Source records
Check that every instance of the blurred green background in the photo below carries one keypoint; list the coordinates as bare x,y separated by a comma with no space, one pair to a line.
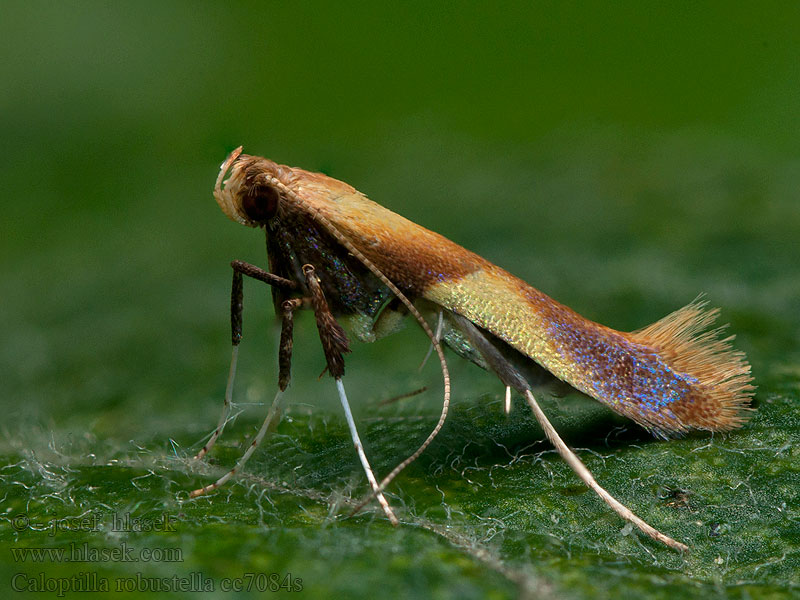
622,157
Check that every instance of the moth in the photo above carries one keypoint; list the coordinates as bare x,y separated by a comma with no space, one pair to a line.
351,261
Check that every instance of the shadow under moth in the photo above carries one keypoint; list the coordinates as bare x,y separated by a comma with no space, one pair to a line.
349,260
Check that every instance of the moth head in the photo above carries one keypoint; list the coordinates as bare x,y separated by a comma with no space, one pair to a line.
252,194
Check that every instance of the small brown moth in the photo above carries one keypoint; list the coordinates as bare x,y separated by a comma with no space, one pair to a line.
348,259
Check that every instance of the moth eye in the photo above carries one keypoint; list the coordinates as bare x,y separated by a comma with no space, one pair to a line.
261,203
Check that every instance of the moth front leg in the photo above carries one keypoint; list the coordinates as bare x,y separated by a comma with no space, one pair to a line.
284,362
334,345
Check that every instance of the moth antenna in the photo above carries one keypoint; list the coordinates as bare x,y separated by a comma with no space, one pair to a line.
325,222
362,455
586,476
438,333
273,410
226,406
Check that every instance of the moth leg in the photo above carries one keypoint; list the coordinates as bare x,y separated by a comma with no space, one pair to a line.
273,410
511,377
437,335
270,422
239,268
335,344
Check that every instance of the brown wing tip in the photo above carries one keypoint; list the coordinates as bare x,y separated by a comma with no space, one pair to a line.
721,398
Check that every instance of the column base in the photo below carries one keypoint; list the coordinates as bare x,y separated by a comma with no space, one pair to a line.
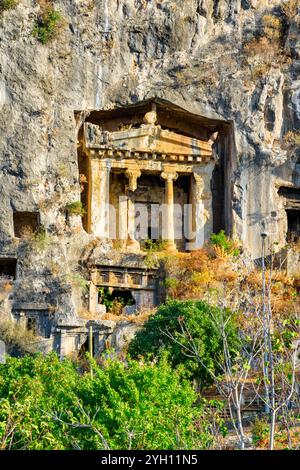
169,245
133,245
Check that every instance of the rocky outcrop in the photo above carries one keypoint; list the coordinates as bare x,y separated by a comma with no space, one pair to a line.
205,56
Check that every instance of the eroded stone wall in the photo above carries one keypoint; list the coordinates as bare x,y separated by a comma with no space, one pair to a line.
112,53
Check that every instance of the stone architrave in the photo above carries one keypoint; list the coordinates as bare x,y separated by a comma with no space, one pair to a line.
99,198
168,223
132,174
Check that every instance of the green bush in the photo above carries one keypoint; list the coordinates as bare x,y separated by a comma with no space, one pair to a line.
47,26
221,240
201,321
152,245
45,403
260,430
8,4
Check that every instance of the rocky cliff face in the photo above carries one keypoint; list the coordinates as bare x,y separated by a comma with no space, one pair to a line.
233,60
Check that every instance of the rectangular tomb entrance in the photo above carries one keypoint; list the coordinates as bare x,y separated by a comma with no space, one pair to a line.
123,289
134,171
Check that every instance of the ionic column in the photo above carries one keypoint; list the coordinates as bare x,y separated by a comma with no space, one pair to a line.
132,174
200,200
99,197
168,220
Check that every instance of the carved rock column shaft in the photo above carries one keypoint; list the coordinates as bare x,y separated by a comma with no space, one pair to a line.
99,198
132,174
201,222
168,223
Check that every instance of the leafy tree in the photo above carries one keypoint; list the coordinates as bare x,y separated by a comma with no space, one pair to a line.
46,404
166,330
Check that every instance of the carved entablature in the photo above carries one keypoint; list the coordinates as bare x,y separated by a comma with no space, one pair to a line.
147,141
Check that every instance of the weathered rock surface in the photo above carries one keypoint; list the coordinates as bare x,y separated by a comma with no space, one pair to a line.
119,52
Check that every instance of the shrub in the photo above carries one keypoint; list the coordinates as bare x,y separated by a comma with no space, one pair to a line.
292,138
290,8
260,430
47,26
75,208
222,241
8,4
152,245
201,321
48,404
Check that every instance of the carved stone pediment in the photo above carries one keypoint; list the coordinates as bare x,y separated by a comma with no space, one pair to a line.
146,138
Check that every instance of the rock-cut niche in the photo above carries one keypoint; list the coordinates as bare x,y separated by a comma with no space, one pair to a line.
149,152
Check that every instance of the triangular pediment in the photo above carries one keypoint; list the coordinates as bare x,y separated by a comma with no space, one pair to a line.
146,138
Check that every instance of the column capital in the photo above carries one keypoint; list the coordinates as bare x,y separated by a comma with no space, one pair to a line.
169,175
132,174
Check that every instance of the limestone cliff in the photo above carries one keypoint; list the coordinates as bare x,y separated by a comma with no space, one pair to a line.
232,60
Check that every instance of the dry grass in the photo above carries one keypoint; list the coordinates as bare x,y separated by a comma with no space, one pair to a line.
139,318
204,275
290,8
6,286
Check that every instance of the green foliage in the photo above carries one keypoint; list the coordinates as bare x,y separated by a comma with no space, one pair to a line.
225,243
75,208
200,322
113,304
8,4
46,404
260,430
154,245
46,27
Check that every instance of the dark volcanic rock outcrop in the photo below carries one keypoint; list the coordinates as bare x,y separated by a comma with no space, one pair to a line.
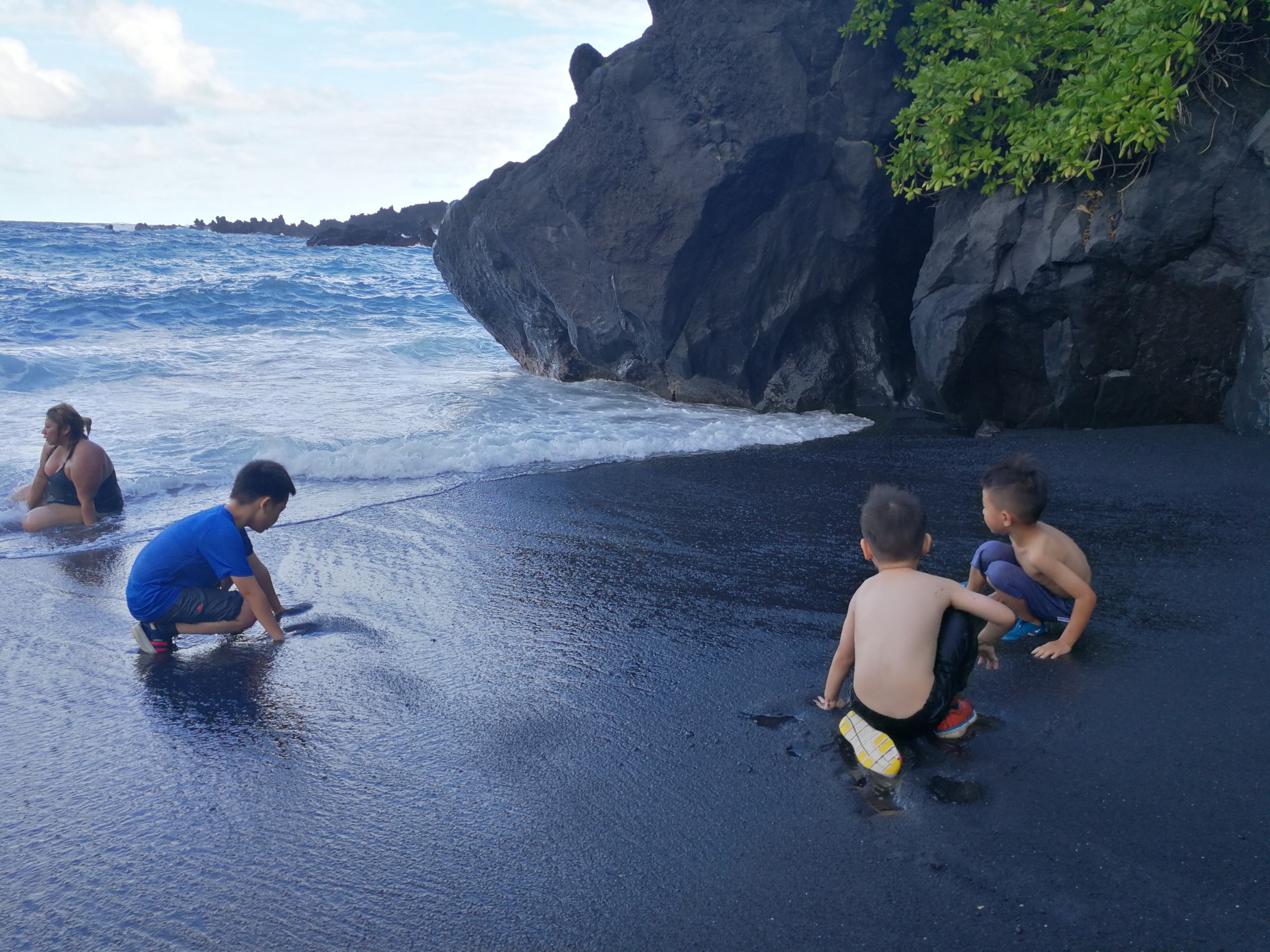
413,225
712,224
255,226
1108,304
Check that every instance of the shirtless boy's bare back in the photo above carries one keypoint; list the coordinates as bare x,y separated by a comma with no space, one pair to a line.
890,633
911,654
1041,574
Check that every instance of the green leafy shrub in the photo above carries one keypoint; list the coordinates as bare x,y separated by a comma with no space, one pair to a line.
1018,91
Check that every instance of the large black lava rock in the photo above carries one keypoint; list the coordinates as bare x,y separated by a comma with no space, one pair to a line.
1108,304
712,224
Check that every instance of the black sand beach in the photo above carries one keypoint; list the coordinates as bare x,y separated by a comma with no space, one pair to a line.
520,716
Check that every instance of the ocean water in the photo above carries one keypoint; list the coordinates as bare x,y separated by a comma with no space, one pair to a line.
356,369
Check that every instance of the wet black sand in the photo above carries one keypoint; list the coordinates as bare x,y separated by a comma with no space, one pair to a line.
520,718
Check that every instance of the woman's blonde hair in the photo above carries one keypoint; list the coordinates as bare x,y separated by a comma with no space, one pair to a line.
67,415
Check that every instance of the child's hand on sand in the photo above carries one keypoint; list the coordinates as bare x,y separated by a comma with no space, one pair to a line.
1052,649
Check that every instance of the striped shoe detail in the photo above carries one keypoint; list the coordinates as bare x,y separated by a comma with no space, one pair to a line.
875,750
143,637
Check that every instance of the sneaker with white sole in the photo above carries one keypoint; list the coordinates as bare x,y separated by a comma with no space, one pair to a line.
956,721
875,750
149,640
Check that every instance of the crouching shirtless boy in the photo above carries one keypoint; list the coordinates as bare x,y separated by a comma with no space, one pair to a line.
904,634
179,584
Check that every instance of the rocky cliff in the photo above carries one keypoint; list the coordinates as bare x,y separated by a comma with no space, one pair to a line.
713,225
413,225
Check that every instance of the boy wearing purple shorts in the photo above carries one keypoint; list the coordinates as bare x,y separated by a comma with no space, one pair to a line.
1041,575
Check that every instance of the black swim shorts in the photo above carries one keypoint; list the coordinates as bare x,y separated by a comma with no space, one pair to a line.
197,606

Given task →
Leave out the pictures and restate everything else word for word.

Task solution →
Check that every instance of the blurred green background in the photo below carries one keypoint; list the coordinates as bare x,y separated by a comma with no space, one pair to a line.
622,157
Check that every instance of the moth in the photo above carries one keypoint; list the coordinates as bare x,y separated by a comma with no space, one pair to a line.
351,261
Check that every instance of the shadow under moth in the photo above carries one keypoint; list the coordinates as bare x,y separated by a comma with no space, one pair to a line.
349,260
Check that every instance of the moth head in the photo above carries one keypoint; list the coordinates as bare x,y separated by a comma with no space, one pair to a line.
252,194
Check that every instance of the small brown moth in the photo above carries one keypoint; list the coordinates as bare x,y separated by a comma with no space, one pair to a line.
348,259
Check that every instance of the moth eye in the photo above carries one keypoint; list the coordinates as bare x,y separated by a comma with no space, one pair to a line.
261,203
Check that every instance of the moth front leg in the photo above carries one keypoint; list the coordinates as bare x,y separated by a comma with no space, one pair to a line.
284,362
334,345
Check that every instance of the moth antenna in the photo above carries one keypoint; list the coordinates as bare x,y separated by a comma with no space, one pair to a line.
325,222
362,455
586,476
438,333
273,410
226,406
Check that every instance of the moth leg in the photo above carries one keypoint; list the coordinates as bare x,y separated by a comma with no space, one pair to a line.
273,410
511,377
437,335
270,422
239,268
335,344
Check that every instance of the brown wing tip in the photo above carries one keypoint; list the coordinates as bare x,y separated by a comma with no space, one pair to a line.
721,398
Check that every instance of the column base in the photo below carries one keypoint; list the coordinates as bare x,y separated by a comma with no space, one pair to a line.
169,245
133,245
Check that every instance of the rocky outcrop in the photo above carries one keypoint; list the coordinates as bare x,y separated by a comma with no space, one pair to a line.
205,56
Check that every instance of the eroded stone wall in the photo above carries one keypoint; list the coordinates as bare x,y separated by a comma with no space, one pair to a line.
112,53
Check that every instance of the stone architrave in the photo above carries one keypoint; list the coordinates as bare x,y separated by a comma with no space, one pair to a line.
99,198
168,223
132,174
Check that every instance of the green bush in the photo above carries one keypoint; list the coordinates as bare x,y separated by a comma with no space, one pair to a line.
47,26
221,240
201,321
152,245
45,403
260,430
8,4
Check that every instance of the rocky cliff face in the photo above carries one keypoint; list the coordinates as bare x,y separated by a comma with no space, one pair to a line.
233,60
Check that every instance of the rectangular tomb entrance in the photo above carries one keypoint; list the coordinates as bare x,y separated by a comma with no space, one pair to a line.
123,289
134,171
Check that every instance of the ionic column in the photo above carries one keypoint; list the coordinates as bare x,y separated by a comma with no space, one pair to a line.
132,174
200,200
99,197
168,220
Check that every instance of the carved rock column shaft in the photo above carries one keypoint; list the coordinates as bare x,y separated by a comma with no space, one pair to a line.
99,198
132,174
201,222
168,223
Check that every instance of the leafy tree in the photo above carries one keypoint; list the coordinates as bare x,y separated by a comma with no space, one pair to a line.
46,404
166,330
Check that every instance of the carved entablature in the photo above carries one keypoint; list the coordinates as bare x,y separated by a comma with no space, one pair to a line.
147,141
Check that every instance of the weathered rock surface in the photo above carries one keypoint; list the coordinates as bare x,y separated by a comma with no space, one pair to a line.
119,52
Check that every instance of the shrub in the photo above carries one keypoint; list the coordinates as bare x,y separated by a comma with no space, one pair to a line.
292,138
290,8
260,430
47,26
75,208
222,241
8,4
152,245
201,321
48,404
Check that every instance of the carved stone pediment in the photo above carries one keypoint; list the coordinates as bare x,y separated by a comma with no space, one pair to a line.
146,138
Check that every instance of the rock-cut niche in the photo above carries one keypoint; list the coordinates as bare x,y separated by a comma with no space, one pair to a line.
149,152
Check that every instance of the triangular pediment in the photo above carries one keypoint; list the coordinates as bare x,y separated by a comma with no space, one pair to a line.
146,138
Check that every instance of the column capital in the photo above carries one keypoint; list the coordinates as bare x,y separated by a comma with no space, one pair to a line.
169,175
132,174
Check that every instance of the limestone cliff in the photo above carries one keypoint; list the coordinates as bare x,y separated by a comma with no space, one pair to a line.
232,60
Check that every instance of the dry grass in the photo above carries one keypoint; list the coordinates as bare x,y separated by a comma with no space, one pair to a line.
139,318
204,275
290,8
6,286
Check that every instance of the green foliage in the photo above carries one keypoint; list the coordinates as bare x,y separated by a comma with no space, one pair to a line.
225,243
75,208
200,322
113,304
8,4
46,404
260,430
154,245
46,27
Check that every instance of the dark volcanic rock outcrop in the photo below carries one keypoint; list the coordinates as bare x,y separated by a comma with no space, one pair to a line.
413,225
712,224
255,226
1108,304
Check that every instance of the shirtless boy's bare back in the photo above carries one keypoint; list the coordinates as bare x,y separated by a comma with no space, one pair to a line.
890,633
911,654
1041,574
Check that every instance of the green leafy shrub in the photo above carries one keypoint; list the coordinates as bare x,y separated by a comma with no space, one pair to a line.
1018,91
Check that every instance of the large black lava rock in the photo above carries one keypoint; list the coordinates as bare x,y separated by a comma with no space, one pair to a line.
1108,304
712,224
Check that every instance of the black sand beach in the photo above carries one keypoint; list the coordinates as bare x,y separated by a comma with no space, one pair to a line.
520,716
Check that every instance of the ocean water in the photo above carries one keypoint; list the coordinates as bare x,y separated by a comma with no space, one pair to a line.
356,369
Check that every instance of the wet black sand in the photo above carries one keypoint; list the coordinates as bare x,y separated by a comma with no space, one pair to a line.
520,718
Check that every instance of the woman's blonde hair in the photo above carries one keypoint; list the coordinates as bare x,y separated by a comma with no space, one pair to a line.
67,415
Check that every instance of the child's hand on sand in the photo above carries one keypoint; list the coordinates as bare x,y separated by a comma with no space, one pair to a line.
1052,649
Check that every instance of the striped shoe detail in the photo above carries one keypoint; list the coordinates as bare x,y separated by a comma with no space, one pair to a line.
875,750
143,637
Check that every instance of the sneaker with white sole in the photo above carries one keypoint; list the coordinates as bare x,y separated by a comma with no space, one pair to a line.
956,721
875,750
149,640
Check that every instance of the crouching shirtless boy in the photo above carries one keypoint; list the coordinates as bare x,y separated by a comma with no space, one pair to a line.
904,634
179,584
Check that every instance of the rocky cliff in the photo above carries one keypoint; list the coordinates as bare x,y separated by a comma with no space, one pair to a line.
713,225
413,225
Check that every instance of the boy wearing purple shorts in the photo above carries one keypoint; list the coordinates as bare x,y separated by a comma with no space, one pair to a line.
1041,575
Check that every instance of the black swim shorts in the photo above carries one keypoint; list the coordinates as bare x,y separated by a comma with no space, one pair to a line.
197,606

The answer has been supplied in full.